+++ Records for the exercise +++

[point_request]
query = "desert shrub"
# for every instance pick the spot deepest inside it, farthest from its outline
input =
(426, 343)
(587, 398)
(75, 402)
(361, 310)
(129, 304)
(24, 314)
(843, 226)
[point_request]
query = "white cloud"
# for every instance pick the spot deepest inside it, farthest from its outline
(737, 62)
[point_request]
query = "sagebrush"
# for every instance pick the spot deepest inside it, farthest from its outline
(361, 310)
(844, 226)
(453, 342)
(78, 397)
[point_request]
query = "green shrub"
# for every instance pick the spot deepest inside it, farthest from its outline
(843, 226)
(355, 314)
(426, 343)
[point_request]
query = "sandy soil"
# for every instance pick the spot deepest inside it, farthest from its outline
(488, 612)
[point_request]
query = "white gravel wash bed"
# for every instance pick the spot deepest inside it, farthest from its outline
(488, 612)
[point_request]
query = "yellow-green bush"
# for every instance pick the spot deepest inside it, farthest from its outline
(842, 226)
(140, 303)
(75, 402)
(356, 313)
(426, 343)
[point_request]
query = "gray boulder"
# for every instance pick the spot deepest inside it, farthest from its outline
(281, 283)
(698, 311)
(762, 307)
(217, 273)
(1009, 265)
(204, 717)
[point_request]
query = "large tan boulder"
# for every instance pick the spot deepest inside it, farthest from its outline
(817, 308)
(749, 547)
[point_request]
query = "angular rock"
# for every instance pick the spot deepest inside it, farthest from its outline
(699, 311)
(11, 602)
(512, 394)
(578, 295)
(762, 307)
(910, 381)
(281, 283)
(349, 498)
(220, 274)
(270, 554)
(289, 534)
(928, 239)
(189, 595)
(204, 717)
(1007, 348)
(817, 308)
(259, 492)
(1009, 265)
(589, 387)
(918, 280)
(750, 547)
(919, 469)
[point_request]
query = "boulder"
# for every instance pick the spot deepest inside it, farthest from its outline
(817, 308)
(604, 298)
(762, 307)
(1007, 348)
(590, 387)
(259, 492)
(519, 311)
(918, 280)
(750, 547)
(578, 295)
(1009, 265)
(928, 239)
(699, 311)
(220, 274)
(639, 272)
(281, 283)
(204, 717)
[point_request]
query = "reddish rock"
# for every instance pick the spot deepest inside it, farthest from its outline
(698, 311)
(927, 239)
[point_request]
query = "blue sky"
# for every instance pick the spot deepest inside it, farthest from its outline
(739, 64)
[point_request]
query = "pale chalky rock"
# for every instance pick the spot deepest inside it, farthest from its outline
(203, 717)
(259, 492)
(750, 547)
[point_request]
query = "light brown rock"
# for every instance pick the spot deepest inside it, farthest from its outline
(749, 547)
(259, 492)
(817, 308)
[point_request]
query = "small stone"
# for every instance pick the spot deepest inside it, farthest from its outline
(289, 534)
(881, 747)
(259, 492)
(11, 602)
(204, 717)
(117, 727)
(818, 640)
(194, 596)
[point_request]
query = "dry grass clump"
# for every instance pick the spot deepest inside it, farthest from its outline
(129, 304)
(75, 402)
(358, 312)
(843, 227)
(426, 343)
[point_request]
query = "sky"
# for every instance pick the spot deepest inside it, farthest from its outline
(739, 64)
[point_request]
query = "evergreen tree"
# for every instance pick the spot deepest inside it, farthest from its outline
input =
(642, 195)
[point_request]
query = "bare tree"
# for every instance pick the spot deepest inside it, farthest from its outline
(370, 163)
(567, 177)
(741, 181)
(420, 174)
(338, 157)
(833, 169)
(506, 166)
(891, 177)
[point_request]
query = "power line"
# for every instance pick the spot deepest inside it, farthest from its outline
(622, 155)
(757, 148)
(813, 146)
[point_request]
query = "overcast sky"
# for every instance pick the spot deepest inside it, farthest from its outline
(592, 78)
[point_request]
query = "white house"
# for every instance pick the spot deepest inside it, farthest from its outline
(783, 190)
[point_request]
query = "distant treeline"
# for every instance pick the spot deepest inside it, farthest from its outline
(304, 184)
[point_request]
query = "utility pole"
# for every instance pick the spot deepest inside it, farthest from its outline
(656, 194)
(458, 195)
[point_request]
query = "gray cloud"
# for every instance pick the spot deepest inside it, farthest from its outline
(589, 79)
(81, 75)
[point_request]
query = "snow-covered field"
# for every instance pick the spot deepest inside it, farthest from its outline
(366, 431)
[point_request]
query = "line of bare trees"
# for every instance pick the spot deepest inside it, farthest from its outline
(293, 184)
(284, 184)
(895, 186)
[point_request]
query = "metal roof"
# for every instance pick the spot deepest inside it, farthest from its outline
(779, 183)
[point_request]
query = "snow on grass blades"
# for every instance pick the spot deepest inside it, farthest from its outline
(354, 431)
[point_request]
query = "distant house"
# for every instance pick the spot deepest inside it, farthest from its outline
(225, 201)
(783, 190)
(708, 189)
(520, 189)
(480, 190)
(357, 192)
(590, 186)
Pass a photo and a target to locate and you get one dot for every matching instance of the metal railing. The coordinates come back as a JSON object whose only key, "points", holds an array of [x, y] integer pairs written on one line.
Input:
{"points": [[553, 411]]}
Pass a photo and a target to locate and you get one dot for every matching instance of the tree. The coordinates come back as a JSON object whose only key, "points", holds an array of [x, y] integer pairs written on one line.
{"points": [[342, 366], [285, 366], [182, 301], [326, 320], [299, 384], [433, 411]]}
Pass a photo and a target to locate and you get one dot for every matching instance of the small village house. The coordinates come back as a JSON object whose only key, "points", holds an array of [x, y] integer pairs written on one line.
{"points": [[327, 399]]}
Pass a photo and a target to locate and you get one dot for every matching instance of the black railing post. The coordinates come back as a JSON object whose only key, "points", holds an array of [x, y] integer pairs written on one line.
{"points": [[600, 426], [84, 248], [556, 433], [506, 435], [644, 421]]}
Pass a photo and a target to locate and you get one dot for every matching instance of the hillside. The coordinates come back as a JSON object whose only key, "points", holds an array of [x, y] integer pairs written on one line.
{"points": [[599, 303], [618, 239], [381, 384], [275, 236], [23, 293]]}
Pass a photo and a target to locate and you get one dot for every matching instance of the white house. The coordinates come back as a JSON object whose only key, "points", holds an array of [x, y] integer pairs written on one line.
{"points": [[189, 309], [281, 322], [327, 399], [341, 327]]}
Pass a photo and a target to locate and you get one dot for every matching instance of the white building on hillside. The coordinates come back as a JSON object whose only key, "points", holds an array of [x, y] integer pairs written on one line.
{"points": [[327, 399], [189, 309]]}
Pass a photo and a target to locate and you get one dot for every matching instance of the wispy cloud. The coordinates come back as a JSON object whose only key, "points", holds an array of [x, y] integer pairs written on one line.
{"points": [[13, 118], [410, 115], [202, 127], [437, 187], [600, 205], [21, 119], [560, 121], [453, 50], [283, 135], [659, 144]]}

+++

_Written request_.
What do the records say? Quote them all exactly.

_The solution_.
[point_request]
query = "desert shrub"
# for every instance pick the spot deepest inside it, farthest from its outline
input =
(426, 343)
(587, 398)
(75, 402)
(361, 310)
(129, 304)
(24, 314)
(843, 226)
[point_request]
query = "white cloud"
# for every instance pick the spot deepest inside it, farthest from its outline
(737, 62)
[point_request]
query = "sagebrush"
# for every instance pick the spot deepest inside it, farthest from its outline
(361, 310)
(844, 226)
(453, 342)
(78, 397)
[point_request]
query = "green shrub"
# for every instance pick the spot deepest inside it, farthest from its outline
(843, 226)
(355, 314)
(426, 343)
[point_request]
query = "sandy soil"
# for every instance pick the spot deepest inside it, farthest from its outline
(488, 612)
[point_request]
query = "white gravel wash bed"
# for every instance pick the spot deepest inside it, farthest from its outline
(488, 612)
[point_request]
query = "yellow-green bush"
# for every instance pick the spot deepest inside it, farthest from its outline
(842, 226)
(140, 303)
(75, 402)
(356, 313)
(426, 343)
[point_request]
query = "gray boulder"
# for every instance pick the spot deepest inside it, farthest from its outline
(281, 283)
(698, 311)
(762, 307)
(217, 273)
(1009, 265)
(204, 717)
[point_request]
query = "large tan boulder"
# for every instance pick the spot deepest inside it, farthest from its outline
(817, 308)
(749, 547)
[point_request]
query = "angular rock"
# for every instance pick the spot deepest inside it, farthest from its outline
(699, 311)
(11, 602)
(512, 394)
(578, 295)
(762, 307)
(910, 381)
(281, 283)
(349, 498)
(220, 274)
(270, 554)
(289, 534)
(928, 239)
(189, 595)
(204, 717)
(1007, 348)
(817, 308)
(259, 492)
(1009, 265)
(589, 387)
(918, 280)
(750, 547)
(919, 469)
[point_request]
query = "boulder"
# for every instance pick the spot deepest inside it, farthest from its outline
(817, 308)
(604, 298)
(762, 307)
(1007, 348)
(590, 387)
(259, 492)
(519, 311)
(918, 280)
(750, 547)
(578, 295)
(1009, 265)
(928, 239)
(699, 311)
(220, 274)
(639, 272)
(281, 283)
(204, 717)
[point_request]
query = "reddish rock"
# for every instance pick the spot deepest inside it, farthest from its outline
(698, 311)
(927, 239)
[point_request]
query = "blue sky"
# for every instance pick the spot deepest inside it, farthest from its outline
(739, 64)
[point_request]
query = "pale chalky rock"
# for every instance pick the spot deepest inside it, farthest from its outline
(203, 717)
(259, 492)
(750, 547)
[point_request]
query = "light brown rock"
# for every instance pick the spot deepest inside it, farthest from its outline
(749, 547)
(259, 492)
(817, 308)
[point_request]
query = "small stone"
# for every instance pick the spot deepest inside it, farthest from its outline
(289, 534)
(881, 747)
(259, 492)
(11, 602)
(204, 717)
(117, 727)
(818, 640)
(194, 596)
[point_request]
query = "dry grass clump"
# for every instance pick the spot deepest inside it, farthest from its outline
(129, 304)
(75, 402)
(358, 312)
(843, 227)
(426, 343)
[point_request]
query = "sky"
# for every instance pick the spot deepest inside it, farthest from its outline
(739, 64)
[point_request]
query = "evergreen tree"
# for every instance pick the spot deepest inside it, farthest from its outline
input =
(642, 195)
[point_request]
query = "bare tree"
# for every instance pick the spot deepest inside it, farthest from its outline
(370, 163)
(567, 177)
(741, 181)
(420, 174)
(338, 157)
(833, 169)
(506, 166)
(891, 177)
[point_request]
query = "power line"
# for every instance pick the spot deepest inside it, farthest from its outline
(622, 155)
(757, 148)
(813, 146)
[point_request]
query = "overcast sky"
# for every instance pick the spot deepest inside it, farthest from its outline
(592, 78)
[point_request]
query = "white house"
# for every instance pick the spot deepest inside it, farthest from its outline
(783, 190)
[point_request]
query = "distant treeline"
# for every instance pick the spot deepest inside it, farthest from its outline
(304, 184)
[point_request]
query = "utility pole"
# for every instance pick the spot deepest inside it, farthest from its outline
(656, 194)
(458, 195)
[point_request]
query = "gray cloud"
# for every instance pick the spot deepest inside it, farthest from its outline
(589, 79)
(81, 75)
[point_request]
query = "snow-covered field"
# for every instance pick the spot deepest inside it, farthest from its outline
(366, 431)
[point_request]
query = "line of bare trees"
# for every instance pick the spot deepest inside it, farthest from its outline
(293, 184)
(284, 184)
(895, 186)
[point_request]
query = "metal roof"
# for every instance pick the spot deepest inside it, farthest from its outline
(779, 183)
[point_request]
query = "snow on grass blades"
# for every instance pick the spot deepest inside it, farthest from its outline
(354, 431)
[point_request]
query = "distant house"
# for every instance pick the spot deepest inside it, farthest from its outline
(225, 201)
(783, 190)
(708, 189)
(520, 189)
(480, 190)
(357, 192)
(590, 186)
Pass a photo and a target to locate and you get one dot for every matching instance of the metal railing. The coordinates come back as a JSON object whose only key, "points", holds an array of [x, y] integer pairs written on one line.
Input:
{"points": [[553, 411]]}
Pass a photo and a target to locate and you get one dot for every matching instance of the tree. The coordinates come back as a JSON object whose only key, "points", holds an array of [x, y] integer pairs written on one line.
{"points": [[342, 366], [285, 366], [182, 301], [326, 320], [299, 384], [433, 411]]}
Pass a photo and a target to locate and you get one dot for every matching instance of the small village house. The coordinates come back as a JSON object whose only key, "points", holds an array of [x, y] integer pairs written on one line.
{"points": [[327, 399]]}
Pass a photo and a target to locate and you get one dot for every matching instance of the black railing post. The coordinates come back as a JSON object whose only key, "points", holds an array of [x, y] integer pairs written on one line.
{"points": [[600, 426], [84, 248], [556, 433], [506, 435], [644, 421]]}
Pass a photo and a target to locate and you get one dot for every matching instance of the hillside. The coordinates come back as a JSON object whose only key, "points", holds an array of [x, y] integer pairs written on one line.
{"points": [[599, 303], [618, 239], [381, 384], [275, 236], [23, 293]]}
Pass a photo and a target to locate and you get one dot for every matching instance of the white house. The coordinates come back as a JSON object whose only key, "points", holds an array of [x, y] integer pairs written on one line.
{"points": [[189, 309], [281, 322], [327, 399], [341, 327]]}
Pass a photo and a target to locate and you get one dot for every matching instance of the white building on hillside. The coordinates come back as a JSON object whose only key, "points", holds an array of [x, y] integer pairs written on one line.
{"points": [[327, 399], [189, 309]]}
Pass a photo and a target to locate and you get one dot for every matching instance of the wispy cloud. The coordinates come back as a JSON object whose only key, "points", holds an array of [x, y] integer pairs written on one line.
{"points": [[13, 118], [410, 115], [202, 127], [437, 187], [600, 205], [21, 119], [560, 121], [453, 50], [283, 135], [659, 144]]}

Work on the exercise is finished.